■ Instruction
Gather every line in the records below that contains the string "bird", and copy each one in full.
------ Given records
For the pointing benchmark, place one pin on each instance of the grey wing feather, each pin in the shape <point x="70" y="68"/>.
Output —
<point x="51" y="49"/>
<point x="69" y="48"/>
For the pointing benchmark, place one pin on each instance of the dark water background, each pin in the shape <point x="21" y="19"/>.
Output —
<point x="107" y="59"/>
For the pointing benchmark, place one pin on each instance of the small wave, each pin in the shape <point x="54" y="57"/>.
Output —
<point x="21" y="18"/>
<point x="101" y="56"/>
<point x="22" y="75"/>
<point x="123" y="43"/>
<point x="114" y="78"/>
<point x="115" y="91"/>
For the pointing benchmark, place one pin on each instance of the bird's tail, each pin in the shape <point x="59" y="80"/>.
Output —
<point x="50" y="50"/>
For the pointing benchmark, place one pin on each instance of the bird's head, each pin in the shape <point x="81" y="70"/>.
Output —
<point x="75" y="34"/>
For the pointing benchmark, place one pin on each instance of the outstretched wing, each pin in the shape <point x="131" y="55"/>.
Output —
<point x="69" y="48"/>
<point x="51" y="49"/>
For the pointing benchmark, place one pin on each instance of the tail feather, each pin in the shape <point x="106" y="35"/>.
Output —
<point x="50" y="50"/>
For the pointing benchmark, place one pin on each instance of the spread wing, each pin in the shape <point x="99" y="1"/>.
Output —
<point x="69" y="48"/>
------------
------ Given records
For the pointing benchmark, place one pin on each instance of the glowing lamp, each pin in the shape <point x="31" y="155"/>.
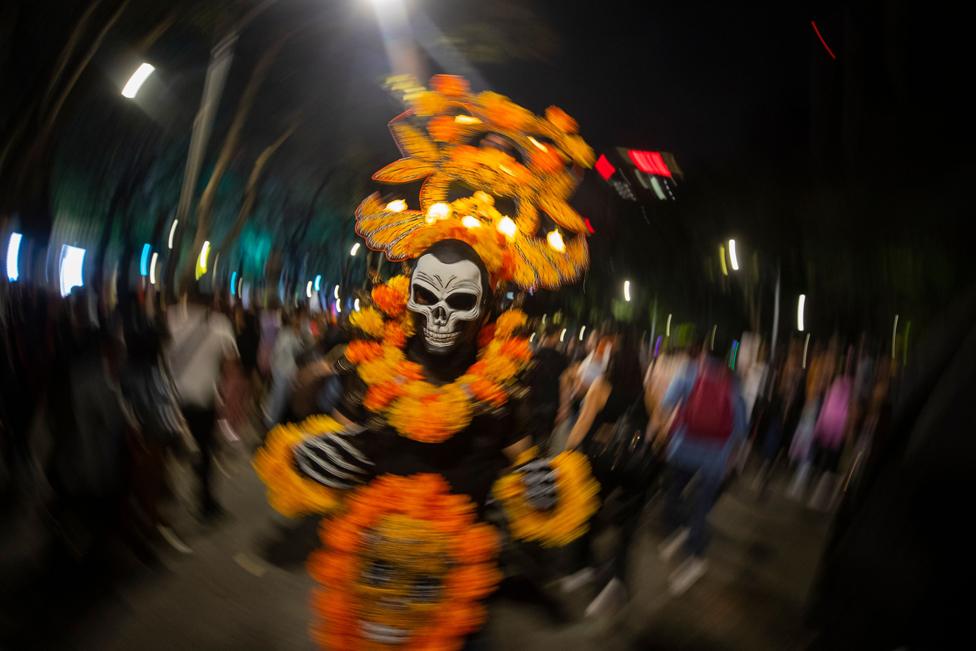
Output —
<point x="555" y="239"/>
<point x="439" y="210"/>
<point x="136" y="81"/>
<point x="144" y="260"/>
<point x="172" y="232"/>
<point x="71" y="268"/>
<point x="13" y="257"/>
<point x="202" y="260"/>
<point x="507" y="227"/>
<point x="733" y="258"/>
------------
■ Written response
For the pointing benchmark, place one pin on each instance of the bird's tail, each pin in the shape <point x="59" y="80"/>.
For the pointing benchmark, place one pin on each instance of the bird's head, each pin in the shape <point x="81" y="70"/>.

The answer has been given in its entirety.